## Document
Dynamic all wheel drive

Details Dynamic all wheel drive Dynamic all wheel drive

1999-02-09

2001-02-13

Johnson, Brian L. (Department: 3618)

Motor vehicles

With means for detecting wheel slip during vehicle...

C180S233000, C192S1030FA, C192S083000, C475S088000, C475S093000, C701S088000, C701S089000

Reexamination Certificate

active

06186258

ABSTRACT:

TECHNICAL FIELD
This invention relates to all wheel drive powertrains and more particularly to such drives having a control element to disconnect the all wheel drive from one pair of driving wheels.
BACKGROUND OF THE INVENTION
Many modern vehicles employ four wheel drive systems. These systems have been marketed in two forms. Systems generally termed four wheel drive (4WD) have a transfer case which is controlled by the operator to select two wheel or four wheel drive. If the operator selects the four wheel drive condition, the vehicle drives all four wheel continuously. Some of these systems have employed overrunning clutches at two of the wheel to alleviate some of the disadvantages of 4WD which result from tire pressure differential and cornering to name a few.
All wheel drive (AWD) systems also provide the benefits of a four wheel drive vehicle and do not require the operator to intentionally select this condition. These systems often employ a viscous clutch in the center differential to transfer torque to the drive wheels that are not sensed as slipping. In tight cornering situations and during towing, these AWD systems present a disadvantage. The vehicle must be placed on a flat-bed type towing vehicle to prevent overheating of the powertrain during towing. In cornering situations, noise and vibration can result from the AWD system being engaged. While this is not detrimental to the powertrain during short durations, it can be disconcerting to the operator.

(Source rows)
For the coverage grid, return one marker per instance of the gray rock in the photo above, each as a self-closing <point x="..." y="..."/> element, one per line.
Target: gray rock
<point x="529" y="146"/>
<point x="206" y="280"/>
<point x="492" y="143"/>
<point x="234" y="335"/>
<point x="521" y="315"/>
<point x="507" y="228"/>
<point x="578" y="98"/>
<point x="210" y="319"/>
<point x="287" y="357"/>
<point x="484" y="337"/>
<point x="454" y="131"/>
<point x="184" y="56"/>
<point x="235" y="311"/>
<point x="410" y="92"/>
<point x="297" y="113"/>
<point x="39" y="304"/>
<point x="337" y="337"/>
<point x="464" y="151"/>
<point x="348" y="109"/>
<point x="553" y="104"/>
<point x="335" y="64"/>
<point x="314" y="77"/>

## Things to do
(1) Can you print the all wheel drive patent in full, word for word?
(2) Could you output all of the source rows above, every line unchanged?

## Answers to each task
(1)
Dynamic all wheel drive

Details Dynamic all wheel drive Dynamic all wheel drive

1999-02-09

2001-02-13

Johnson, Brian L. (Department: 3618)

Motor vehicles

With means for detecting wheel slip during vehicle...

C180S233000, C192S1030FA, C192S083000, C475S088000, C475S093000, C701S088000, C701S089000

Reexamination Certificate

active

06186258

ABSTRACT:

TECHNICAL FIELD
This invention relates to all wheel drive powertrains and more particularly to such drives having a control element to disconnect the all wheel drive from one pair of driving wheels.
BACKGROUND OF THE INVENTION
Many modern vehicles employ four wheel drive systems. These systems have been marketed in two forms. Systems generally termed four wheel drive (4WD) have a transfer case which is controlled by the operator to select two wheel or four wheel drive. If the operator selects the four wheel drive condition, the vehicle drives all four wheel continuously. Some of these systems have employed overrunning clutches at two of the wheel to alleviate some of the disadvantages of 4WD which result from tire pressure differential and cornering to name a few.
All wheel drive (AWD) systems also provide the benefits of a four wheel drive vehicle and do not require the operator to intentionally select this condition. These systems often employ a viscous clutch in the center differential to transfer torque to the drive wheels that are not sensed as slipping. In tight cornering situations and during towing, these AWD systems present a disadvantage. The vehicle must be placed on a flat-bed type towing vehicle to prevent overheating of the powertrain during towing. In cornering situations, noise and vibration can result from the AWD system being engaged. While this is not detrimental to the powertrain during short durations, it can be disconcerting to the operator.

(2)
For the coverage grid, return one marker per instance of the gray rock in the photo above, each as a self-closing <point x="..." y="..."/> element, one per line.
Target: gray rock
<point x="529" y="146"/>
<point x="206" y="280"/>
<point x="492" y="143"/>
<point x="234" y="335"/>
<point x="521" y="315"/>
<point x="507" y="228"/>
<point x="578" y="98"/>
<point x="210" y="319"/>
<point x="287" y="357"/>
<point x="484" y="337"/>
<point x="454" y="131"/>
<point x="184" y="56"/>
<point x="235" y="311"/>
<point x="410" y="92"/>
<point x="297" y="113"/>
<point x="39" y="304"/>
<point x="337" y="337"/>
<point x="464" y="151"/>
<point x="348" y="109"/>
<point x="553" y="104"/>
<point x="335" y="64"/>
<point x="314" y="77"/>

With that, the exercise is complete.